EXERCISE OBJECTIVE:
Would you copy out only the lines from the one with "Can you find the green" to the end of the records, exactly as they stand?

DATA LISTING:
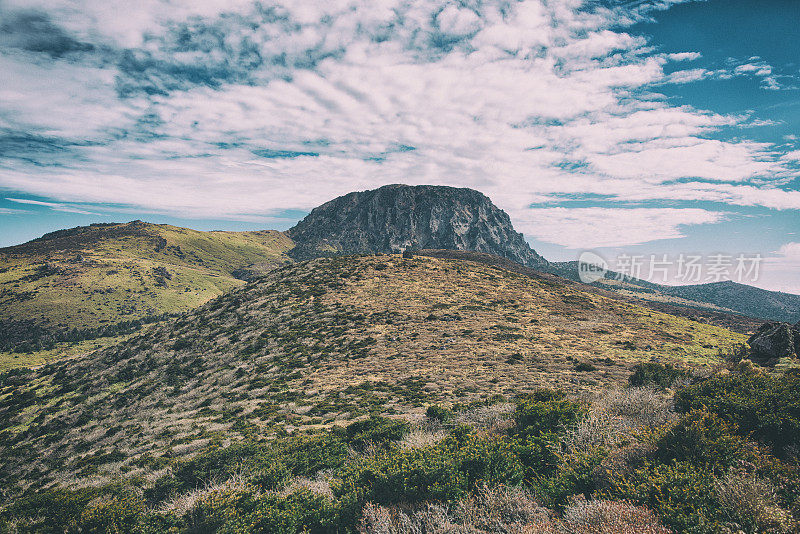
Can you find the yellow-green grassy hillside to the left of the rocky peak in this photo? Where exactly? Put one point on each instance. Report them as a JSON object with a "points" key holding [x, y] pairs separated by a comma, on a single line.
{"points": [[100, 275]]}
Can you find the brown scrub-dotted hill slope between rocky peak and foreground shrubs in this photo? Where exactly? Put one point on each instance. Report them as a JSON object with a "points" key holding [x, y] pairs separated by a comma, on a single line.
{"points": [[320, 343]]}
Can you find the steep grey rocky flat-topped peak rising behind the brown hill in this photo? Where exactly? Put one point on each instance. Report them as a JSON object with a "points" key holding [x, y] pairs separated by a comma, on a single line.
{"points": [[395, 217]]}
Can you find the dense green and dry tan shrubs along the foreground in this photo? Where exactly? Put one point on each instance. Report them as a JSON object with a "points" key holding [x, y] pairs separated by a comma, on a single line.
{"points": [[725, 461]]}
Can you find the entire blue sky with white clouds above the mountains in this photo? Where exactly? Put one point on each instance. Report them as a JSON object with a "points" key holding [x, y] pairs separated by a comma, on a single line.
{"points": [[631, 128]]}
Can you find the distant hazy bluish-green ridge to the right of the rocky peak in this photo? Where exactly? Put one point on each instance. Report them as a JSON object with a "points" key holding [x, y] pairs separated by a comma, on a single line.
{"points": [[725, 297]]}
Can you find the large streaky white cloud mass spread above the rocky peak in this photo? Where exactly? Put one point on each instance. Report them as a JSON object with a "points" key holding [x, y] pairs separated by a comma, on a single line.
{"points": [[524, 101]]}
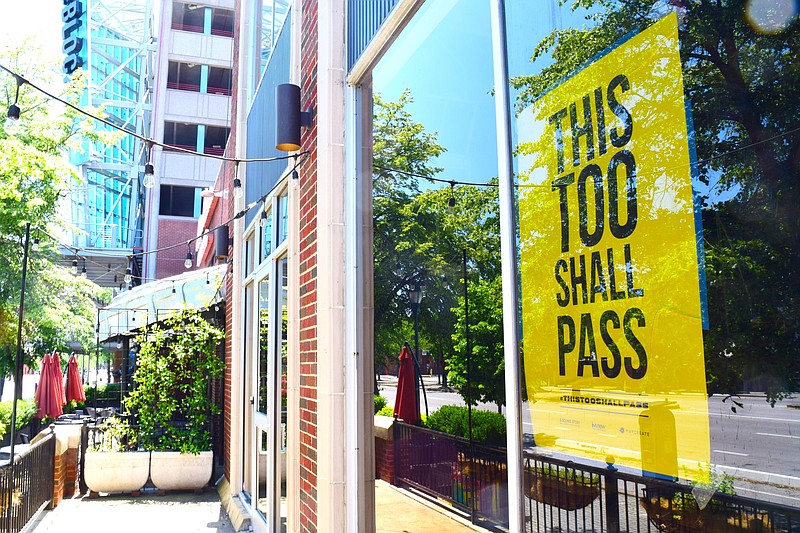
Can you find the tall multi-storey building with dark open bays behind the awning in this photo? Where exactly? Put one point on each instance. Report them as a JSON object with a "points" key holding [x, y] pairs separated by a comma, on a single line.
{"points": [[191, 113]]}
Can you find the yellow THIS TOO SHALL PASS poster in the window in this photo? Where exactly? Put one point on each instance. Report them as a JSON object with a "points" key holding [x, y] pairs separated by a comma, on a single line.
{"points": [[612, 330]]}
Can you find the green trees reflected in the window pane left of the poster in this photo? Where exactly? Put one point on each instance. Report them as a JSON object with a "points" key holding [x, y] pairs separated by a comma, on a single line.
{"points": [[419, 237]]}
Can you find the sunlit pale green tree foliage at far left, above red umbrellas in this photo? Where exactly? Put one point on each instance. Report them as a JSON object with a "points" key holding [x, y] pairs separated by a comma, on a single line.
{"points": [[34, 177]]}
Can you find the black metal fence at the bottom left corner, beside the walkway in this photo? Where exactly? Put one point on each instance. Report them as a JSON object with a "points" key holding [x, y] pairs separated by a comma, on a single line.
{"points": [[26, 485]]}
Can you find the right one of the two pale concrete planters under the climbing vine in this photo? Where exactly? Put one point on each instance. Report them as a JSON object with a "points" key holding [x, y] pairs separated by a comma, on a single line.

REPLY:
Can you find the green trees reflected in the window pane left of the poster in this photo? Where exactly? Put one point on each instance. Report them as a JSON object with a "points" key holding [x, y] pairs separated by a comma, on a single line.
{"points": [[419, 237]]}
Can you find the sunlit pale green tree foliage at far left, above red umbrellas in this photo? Where exactly? Put one point on each instance. Report them as a JSON object with a "points" key holding [x, y] pairs separated by a comma, on a single line.
{"points": [[34, 177]]}
Can you find the black metal fence at the bottom left corner, beside the walkway in this photo? Where exactly? Put one point on each instance. Report them as a JSON object with a "points" key holding [x, y] pairs separated by a comma, on a single line.
{"points": [[26, 485]]}
Can you find the right one of the two pale concrete planters under the climbing vine in this photo? Where exactly? Put one point on each instance. Report them as a JSON object with a "points" key holding [x, y] pairs separated by a comma, on a single line.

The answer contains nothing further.